(Your assignment)
Even where a record seems odd, copy it exactly as it appears below.

──────── Supplied records

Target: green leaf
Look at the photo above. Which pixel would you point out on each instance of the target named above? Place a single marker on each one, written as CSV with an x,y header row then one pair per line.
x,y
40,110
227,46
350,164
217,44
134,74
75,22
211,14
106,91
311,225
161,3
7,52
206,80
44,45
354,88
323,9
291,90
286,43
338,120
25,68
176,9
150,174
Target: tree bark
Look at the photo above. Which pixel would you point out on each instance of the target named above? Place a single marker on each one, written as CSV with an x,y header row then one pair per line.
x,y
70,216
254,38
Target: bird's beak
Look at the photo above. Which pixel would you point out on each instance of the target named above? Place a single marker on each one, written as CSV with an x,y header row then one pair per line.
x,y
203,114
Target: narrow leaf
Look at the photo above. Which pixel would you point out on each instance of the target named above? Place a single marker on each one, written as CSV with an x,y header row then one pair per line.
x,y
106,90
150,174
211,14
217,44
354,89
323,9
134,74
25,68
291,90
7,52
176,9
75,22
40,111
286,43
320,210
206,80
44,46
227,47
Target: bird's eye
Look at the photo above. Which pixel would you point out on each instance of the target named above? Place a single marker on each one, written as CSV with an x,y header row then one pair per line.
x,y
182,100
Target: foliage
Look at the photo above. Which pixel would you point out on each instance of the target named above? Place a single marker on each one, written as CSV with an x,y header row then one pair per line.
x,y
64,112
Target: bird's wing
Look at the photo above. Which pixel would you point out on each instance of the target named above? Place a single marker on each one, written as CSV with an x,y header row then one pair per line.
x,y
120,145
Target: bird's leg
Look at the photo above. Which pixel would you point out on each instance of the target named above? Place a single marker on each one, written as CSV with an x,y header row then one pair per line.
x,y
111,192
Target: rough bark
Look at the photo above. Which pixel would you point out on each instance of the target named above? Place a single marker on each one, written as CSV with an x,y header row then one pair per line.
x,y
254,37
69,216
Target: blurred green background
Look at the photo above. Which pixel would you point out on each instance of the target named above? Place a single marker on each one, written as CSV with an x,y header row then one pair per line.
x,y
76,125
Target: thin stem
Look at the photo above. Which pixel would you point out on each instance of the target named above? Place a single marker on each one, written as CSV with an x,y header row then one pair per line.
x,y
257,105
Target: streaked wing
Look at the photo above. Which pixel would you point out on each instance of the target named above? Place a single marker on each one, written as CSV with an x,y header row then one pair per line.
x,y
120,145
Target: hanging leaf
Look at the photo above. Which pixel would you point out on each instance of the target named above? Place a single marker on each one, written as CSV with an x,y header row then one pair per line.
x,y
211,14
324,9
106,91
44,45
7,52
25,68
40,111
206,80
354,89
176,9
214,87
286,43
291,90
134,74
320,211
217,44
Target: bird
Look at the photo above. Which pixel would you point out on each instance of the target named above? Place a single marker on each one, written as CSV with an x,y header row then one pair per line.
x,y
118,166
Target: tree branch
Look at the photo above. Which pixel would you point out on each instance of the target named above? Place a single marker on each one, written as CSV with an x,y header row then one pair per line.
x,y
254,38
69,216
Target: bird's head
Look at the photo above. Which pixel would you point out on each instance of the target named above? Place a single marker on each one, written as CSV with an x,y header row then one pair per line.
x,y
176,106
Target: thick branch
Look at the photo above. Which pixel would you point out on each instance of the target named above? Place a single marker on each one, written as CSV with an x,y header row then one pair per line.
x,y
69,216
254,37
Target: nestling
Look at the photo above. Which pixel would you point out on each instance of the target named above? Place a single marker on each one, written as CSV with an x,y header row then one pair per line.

────────────────

(Reply)
Target: green leaf
Look at the photo above. Which pixel would you point out on each instance of the target named above? Place a single marker on each one, written as CSV with an x,y header row then one pair per line.
x,y
40,110
227,46
350,164
217,44
134,74
75,22
211,14
106,91
311,225
161,3
7,52
206,80
44,45
354,88
323,9
291,90
286,43
338,120
25,68
176,9
150,174
Target: tree bark
Look at the photo above. Which pixel would you point out on each instance of the target named above? Place a single marker on each one, written as CSV with an x,y header row then one pair per line.
x,y
70,216
254,38
Target: bird's beak
Look at the photo above. Which pixel would you point out on each instance of the target named above? Place a single marker on each one, written as CSV with an x,y header row then one pair per line.
x,y
203,114
Target: narrow leaf
Look at the photo above. Which pixel would you point out on each instance of the target named above? Place a single marker on each one, written as CSV with an x,y header row then one pair per line.
x,y
106,90
150,174
211,14
217,44
354,89
323,9
134,74
25,68
291,90
7,52
176,9
75,22
40,111
286,43
320,210
206,80
44,46
227,47
Target: bird's eye
Look at the photo above. Which pixel would you point out on each instance of the target named above? Place a single marker on each one, written as CSV with an x,y header row then one pair per line.
x,y
182,100
Target: foliage
Look at the photo above. Which pixel would you point out on each instance of the target named above? Place a single marker on each one, written as CSV with an x,y header row then one pair per line.
x,y
64,112
Target: bird's wing
Look at the photo above. Which pixel would you point out on each instance of the target named above? Place a single marker on each one, written as CSV with an x,y header row then one pair per line.
x,y
120,145
Target: bird's leg
Look at the photo above. Which pixel would you point out on each instance of the target named above? Place a single marker on each one, written as CSV with an x,y header row then one pair per line.
x,y
111,192
Target: rough bark
Look at the photo above. Which pixel would you point out on each instance of the target named above? Place a single marker on each one, written as CSV with an x,y header row then one pair per line.
x,y
254,37
69,216
Target: blurred green background
Look at the photo above. Which pixel would you point out on each instance of the target named above? Place a single marker on each one, written as CSV with an x,y header row then one pair per line.
x,y
76,125
Target: thin stem
Look at the photo above. Which pixel would you point out on each instance of the target named above? Place a single marker on each one, written as CSV with an x,y header row then one pair per line.
x,y
257,105
Target: streaked wing
Look at the photo above. Which pixel would you point out on each instance of the target named above? Place a single marker on each one, written as CSV with an x,y header row then one pair per line.
x,y
120,145
Target: hanging leaf
Look at the photo above. Which pixel would you point out on each instance of the target named above? Place a single marker on each one, written as CSV with an x,y header row then one pair per line.
x,y
211,14
324,9
106,91
44,45
7,52
25,68
40,111
206,80
354,89
176,9
214,87
286,43
291,90
134,74
320,211
217,44
Target: bird
Look at the photo above. Which pixel would you point out on each instance of the target named above? Place a single marker on each one, written as CSV with an x,y header row then one pair per line.
x,y
118,166
Target: tree branch
Look at the photo above. Which pixel would you point out on each instance of the target named above? Place a single marker on each one, written as CSV with an x,y header row then one pair per line.
x,y
254,38
69,216
Target: bird's head
Look at the photo above. Which pixel would you point out on each instance of the target named above? Place a single marker on each one, written as CSV with an x,y header row then one pair per line.
x,y
176,106
Target: thick branch
Look at the photo above. Which pixel would you point out on each instance of the target named above? Place a single marker on each one, written as CSV with an x,y header row then one pair per line.
x,y
69,216
254,37
Target: nestling
Look at the photo above. Which pixel would you point out on each instance of the target named above? Place a single marker on each one, written as CSV with an x,y header row then one pair per line.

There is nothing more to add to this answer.